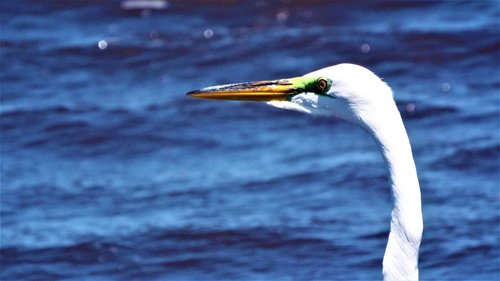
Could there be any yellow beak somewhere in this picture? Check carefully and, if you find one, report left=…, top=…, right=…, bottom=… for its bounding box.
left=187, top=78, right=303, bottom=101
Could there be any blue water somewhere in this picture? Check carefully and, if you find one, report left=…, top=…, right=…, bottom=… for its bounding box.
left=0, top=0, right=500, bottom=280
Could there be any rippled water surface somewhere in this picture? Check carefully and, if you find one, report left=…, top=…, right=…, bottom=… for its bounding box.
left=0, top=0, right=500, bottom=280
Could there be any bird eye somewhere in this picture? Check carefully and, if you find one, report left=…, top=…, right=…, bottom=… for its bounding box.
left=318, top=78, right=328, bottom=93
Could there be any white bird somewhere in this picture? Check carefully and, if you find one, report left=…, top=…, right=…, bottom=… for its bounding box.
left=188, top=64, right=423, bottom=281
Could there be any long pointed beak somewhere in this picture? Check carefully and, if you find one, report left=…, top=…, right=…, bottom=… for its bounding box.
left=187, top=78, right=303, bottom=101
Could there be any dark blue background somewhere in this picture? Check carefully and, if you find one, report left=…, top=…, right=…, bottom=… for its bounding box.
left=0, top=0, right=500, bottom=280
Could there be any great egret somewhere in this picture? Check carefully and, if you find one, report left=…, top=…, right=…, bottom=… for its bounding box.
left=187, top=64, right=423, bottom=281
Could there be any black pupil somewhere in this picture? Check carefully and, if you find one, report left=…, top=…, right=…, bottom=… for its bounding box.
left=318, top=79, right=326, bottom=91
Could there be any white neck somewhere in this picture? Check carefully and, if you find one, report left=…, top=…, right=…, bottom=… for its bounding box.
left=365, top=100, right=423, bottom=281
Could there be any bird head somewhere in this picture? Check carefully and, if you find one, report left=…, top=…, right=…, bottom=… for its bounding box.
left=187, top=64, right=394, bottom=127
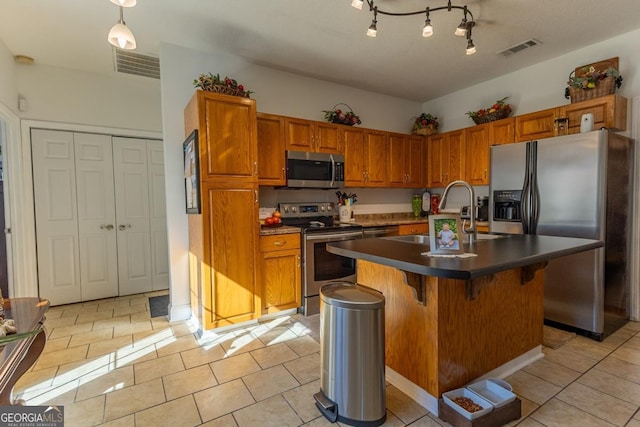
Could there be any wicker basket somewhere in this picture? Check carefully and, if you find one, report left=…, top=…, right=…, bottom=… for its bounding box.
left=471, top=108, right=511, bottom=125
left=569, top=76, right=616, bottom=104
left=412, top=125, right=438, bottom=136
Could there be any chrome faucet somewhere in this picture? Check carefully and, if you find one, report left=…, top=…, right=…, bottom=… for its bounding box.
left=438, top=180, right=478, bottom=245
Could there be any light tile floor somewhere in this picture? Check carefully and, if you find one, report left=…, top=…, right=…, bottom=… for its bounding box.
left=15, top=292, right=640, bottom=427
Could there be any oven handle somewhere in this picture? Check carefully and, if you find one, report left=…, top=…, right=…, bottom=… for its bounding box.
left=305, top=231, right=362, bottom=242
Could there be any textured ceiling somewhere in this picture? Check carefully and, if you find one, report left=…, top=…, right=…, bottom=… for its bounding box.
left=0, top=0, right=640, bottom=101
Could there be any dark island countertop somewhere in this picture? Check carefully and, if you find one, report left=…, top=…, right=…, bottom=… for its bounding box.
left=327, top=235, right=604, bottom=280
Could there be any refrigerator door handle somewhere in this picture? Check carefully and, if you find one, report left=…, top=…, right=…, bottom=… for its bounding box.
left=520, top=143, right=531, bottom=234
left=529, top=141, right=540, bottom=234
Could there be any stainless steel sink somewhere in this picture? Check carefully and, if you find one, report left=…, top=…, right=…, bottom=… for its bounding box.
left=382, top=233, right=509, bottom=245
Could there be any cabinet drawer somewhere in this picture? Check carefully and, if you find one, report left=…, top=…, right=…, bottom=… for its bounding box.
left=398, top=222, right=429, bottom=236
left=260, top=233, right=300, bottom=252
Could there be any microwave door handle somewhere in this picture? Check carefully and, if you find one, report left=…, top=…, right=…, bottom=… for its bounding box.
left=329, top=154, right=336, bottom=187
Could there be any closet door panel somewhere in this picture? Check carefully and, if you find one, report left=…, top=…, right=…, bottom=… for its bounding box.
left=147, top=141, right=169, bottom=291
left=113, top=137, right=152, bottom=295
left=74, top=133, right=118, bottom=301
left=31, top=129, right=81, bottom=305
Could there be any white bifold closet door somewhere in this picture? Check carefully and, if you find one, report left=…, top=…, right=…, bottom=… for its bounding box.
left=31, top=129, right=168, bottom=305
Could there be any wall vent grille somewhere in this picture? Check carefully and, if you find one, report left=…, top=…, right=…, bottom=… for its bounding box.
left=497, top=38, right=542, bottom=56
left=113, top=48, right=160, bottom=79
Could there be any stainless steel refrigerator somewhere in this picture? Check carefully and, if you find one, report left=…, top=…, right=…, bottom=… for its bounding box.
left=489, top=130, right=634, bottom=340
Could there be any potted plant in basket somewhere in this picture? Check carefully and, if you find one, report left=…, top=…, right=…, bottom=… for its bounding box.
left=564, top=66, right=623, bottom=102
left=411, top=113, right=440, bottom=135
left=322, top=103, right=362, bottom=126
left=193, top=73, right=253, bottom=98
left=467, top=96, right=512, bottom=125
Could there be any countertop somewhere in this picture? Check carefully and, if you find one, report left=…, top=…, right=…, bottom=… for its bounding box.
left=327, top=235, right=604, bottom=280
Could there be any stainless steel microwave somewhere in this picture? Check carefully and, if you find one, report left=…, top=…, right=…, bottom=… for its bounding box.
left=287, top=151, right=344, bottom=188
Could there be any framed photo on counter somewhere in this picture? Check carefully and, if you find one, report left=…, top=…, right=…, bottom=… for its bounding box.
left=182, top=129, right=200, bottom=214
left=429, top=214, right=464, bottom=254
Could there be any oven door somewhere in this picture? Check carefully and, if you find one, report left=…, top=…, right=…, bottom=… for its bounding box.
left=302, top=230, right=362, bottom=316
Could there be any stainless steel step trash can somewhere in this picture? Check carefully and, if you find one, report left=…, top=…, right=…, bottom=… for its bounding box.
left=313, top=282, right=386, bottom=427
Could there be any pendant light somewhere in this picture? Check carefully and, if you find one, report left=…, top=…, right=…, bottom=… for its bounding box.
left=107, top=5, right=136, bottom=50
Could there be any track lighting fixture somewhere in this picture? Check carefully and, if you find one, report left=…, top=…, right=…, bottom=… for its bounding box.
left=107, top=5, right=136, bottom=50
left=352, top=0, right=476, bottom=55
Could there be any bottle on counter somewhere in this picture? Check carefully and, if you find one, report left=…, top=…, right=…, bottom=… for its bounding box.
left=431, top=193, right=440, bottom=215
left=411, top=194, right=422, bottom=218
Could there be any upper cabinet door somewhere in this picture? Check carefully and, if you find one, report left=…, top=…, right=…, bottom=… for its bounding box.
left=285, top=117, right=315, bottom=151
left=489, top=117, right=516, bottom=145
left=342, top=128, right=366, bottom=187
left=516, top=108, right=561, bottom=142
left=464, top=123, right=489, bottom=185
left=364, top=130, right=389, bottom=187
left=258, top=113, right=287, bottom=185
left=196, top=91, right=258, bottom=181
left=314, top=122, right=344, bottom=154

§ **Exercise requirements**
Copy out, word for word, the part that opens at the very start of the rows and closes with the line containing "left=187, top=64, right=394, bottom=127", that line included. Leave the pictures out of your answer.

§ **Solved exercise**
Could there be any yellow beak somewhere in this picture? Check carefully and, if you find one, report left=…, top=…, right=…, bottom=… for its bounding box.
left=187, top=78, right=303, bottom=101
Could there be any blue water somewhere in this picture? Check carefully and, if you find one, report left=…, top=…, right=…, bottom=… for its bounding box.
left=0, top=0, right=500, bottom=280
Could there be any rippled water surface somewhere in this picture? Check carefully and, if you find one, report left=…, top=…, right=…, bottom=… for its bounding box.
left=0, top=0, right=500, bottom=280
Could there be any bird eye somewhere in this picture? Check carefully and, if you find one, report left=…, top=…, right=…, bottom=… for its bounding box.
left=318, top=78, right=328, bottom=93
Could there be any white bird somewhere in this picture? Check carefully and, if you find one, report left=…, top=…, right=…, bottom=… for its bounding box.
left=188, top=64, right=423, bottom=281
Could there be any long pointed beak somewhere in this picture? Check carefully and, if you find one, report left=…, top=…, right=…, bottom=… for its bounding box.
left=187, top=78, right=303, bottom=101
Could there be any dark blue background somewhere in this picture? Check carefully and, if you find one, report left=…, top=…, right=…, bottom=… for its bounding box.
left=0, top=0, right=500, bottom=280
Could there be any great egret somewhere in this picture? Check carefully and, if you find one, report left=…, top=…, right=…, bottom=… for its bounding box.
left=187, top=64, right=423, bottom=281
Could there be any black pupil somewhere in this picture? Check carefully and, if you find one, report left=…, top=…, right=…, bottom=… for its bounding box.
left=318, top=79, right=326, bottom=91
Could there be any white neck somewhere in this picture? Check carefully and, if you find one, report left=…, top=…, right=…, bottom=… for its bounding box.
left=365, top=100, right=423, bottom=281
Could there be any bird head somewhere in this picture? Check carefully and, if you find one, report left=…, top=…, right=…, bottom=… for its bounding box.
left=187, top=64, right=394, bottom=127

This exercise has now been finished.